*** Input records ***

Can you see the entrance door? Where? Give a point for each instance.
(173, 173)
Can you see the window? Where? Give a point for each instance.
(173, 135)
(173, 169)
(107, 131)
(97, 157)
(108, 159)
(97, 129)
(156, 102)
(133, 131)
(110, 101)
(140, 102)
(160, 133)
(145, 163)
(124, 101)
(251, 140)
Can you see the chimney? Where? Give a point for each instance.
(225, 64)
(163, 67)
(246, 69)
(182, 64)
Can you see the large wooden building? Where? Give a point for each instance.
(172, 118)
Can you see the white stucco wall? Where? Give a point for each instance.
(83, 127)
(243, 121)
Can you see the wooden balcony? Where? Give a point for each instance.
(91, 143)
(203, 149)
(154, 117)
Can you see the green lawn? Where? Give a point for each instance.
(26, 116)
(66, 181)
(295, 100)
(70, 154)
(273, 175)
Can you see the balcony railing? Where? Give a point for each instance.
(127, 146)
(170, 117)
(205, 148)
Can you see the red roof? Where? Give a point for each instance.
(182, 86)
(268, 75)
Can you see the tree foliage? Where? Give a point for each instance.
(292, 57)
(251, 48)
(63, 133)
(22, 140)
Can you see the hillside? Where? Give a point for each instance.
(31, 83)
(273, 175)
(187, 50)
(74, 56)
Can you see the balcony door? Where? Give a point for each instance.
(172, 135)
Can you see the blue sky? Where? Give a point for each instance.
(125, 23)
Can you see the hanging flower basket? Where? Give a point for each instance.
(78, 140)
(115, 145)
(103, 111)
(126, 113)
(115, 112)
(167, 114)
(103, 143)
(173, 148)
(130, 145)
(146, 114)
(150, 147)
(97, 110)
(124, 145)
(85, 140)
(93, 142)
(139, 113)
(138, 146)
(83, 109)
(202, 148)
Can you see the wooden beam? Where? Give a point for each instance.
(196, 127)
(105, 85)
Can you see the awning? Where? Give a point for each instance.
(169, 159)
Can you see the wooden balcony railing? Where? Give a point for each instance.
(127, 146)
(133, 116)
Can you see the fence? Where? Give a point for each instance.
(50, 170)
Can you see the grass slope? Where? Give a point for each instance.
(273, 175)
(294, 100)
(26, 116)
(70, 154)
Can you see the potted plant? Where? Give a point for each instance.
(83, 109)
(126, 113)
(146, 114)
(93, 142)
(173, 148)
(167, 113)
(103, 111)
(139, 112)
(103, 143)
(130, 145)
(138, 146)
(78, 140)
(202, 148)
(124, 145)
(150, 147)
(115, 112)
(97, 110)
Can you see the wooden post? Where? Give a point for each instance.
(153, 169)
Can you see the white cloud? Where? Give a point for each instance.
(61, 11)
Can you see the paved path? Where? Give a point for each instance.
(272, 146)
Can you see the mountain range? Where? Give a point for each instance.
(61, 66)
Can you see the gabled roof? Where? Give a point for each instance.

*** End of Input records ***

Task to complete. Retype each record exactly, leaving nothing out.

Your response.
Can you see the entrance door? Where? Give a point for each instance.
(173, 173)
Can you see the window? Where? Give a point for each instance.
(173, 135)
(173, 169)
(107, 131)
(97, 157)
(108, 159)
(97, 129)
(156, 102)
(133, 131)
(110, 101)
(140, 102)
(160, 133)
(145, 163)
(124, 101)
(251, 140)
Can you see the chimney? Where? Give a point for each instance.
(225, 64)
(163, 67)
(246, 69)
(182, 64)
Can you see the large wooden building? Where? Give a point for each instance.
(172, 118)
Can you see the white stucco wall? Where? Give a point for each instance.
(83, 127)
(243, 121)
Can you see the wooden balcony? Where? Give a point for each instance.
(91, 143)
(203, 149)
(154, 117)
Can you see the green lawn? Where? Give a point for each instance.
(26, 116)
(66, 181)
(295, 100)
(70, 154)
(273, 175)
Can you see the balcony railing? Where? Give a point for each instance.
(127, 146)
(170, 117)
(205, 148)
Can you see the red roof? Where? Give a point for each instance.
(182, 86)
(268, 75)
Can you see the tree foliage? Where? Give a point for each instance.
(292, 57)
(251, 48)
(63, 133)
(22, 140)
Can you see the hillside? Where? Give a point for each instance.
(31, 83)
(273, 175)
(187, 50)
(74, 56)
Can you see the balcony door? Where? Give a point for each instance.
(172, 135)
Can you see the blue sky? Where? Give a point for each instance.
(125, 23)
Can you see the hanging flower basket? Where? Give a point for each instance.
(78, 140)
(115, 145)
(103, 111)
(126, 113)
(115, 112)
(167, 114)
(103, 143)
(173, 148)
(130, 145)
(146, 114)
(150, 147)
(97, 110)
(124, 145)
(85, 140)
(93, 142)
(139, 113)
(138, 146)
(83, 109)
(202, 148)
Can you see the wooden beam? Where? Give a point for each instance.
(196, 127)
(105, 85)
Can you see the awning? Where? Give a point for each instance.
(169, 159)
Can you see the wooden balcony railing? Where? Give a point for each instance.
(127, 146)
(133, 116)
Can you see the fence? Where? Give a point for each instance.
(50, 170)
Can you see the grass slope? Where? Give a point for each instance.
(273, 175)
(294, 100)
(26, 116)
(70, 154)
Can you see the potted plant? Where? Give a point for each instance.
(83, 109)
(126, 113)
(146, 114)
(93, 142)
(173, 148)
(167, 113)
(103, 111)
(139, 112)
(103, 143)
(130, 145)
(138, 146)
(78, 140)
(202, 148)
(124, 145)
(150, 147)
(115, 112)
(97, 110)
Can you see the wooden post? Where? Give a point for each instance.
(153, 169)
Can you see the white cloud? Where? Give a point for each instance.
(61, 11)
Can you see the paved path? Where? Give a point for each instance.
(272, 146)
Can you see the mountain range? Where? Give a point for each instance.
(61, 66)
Can you see the gabled roof? Where? Give a point for each instance.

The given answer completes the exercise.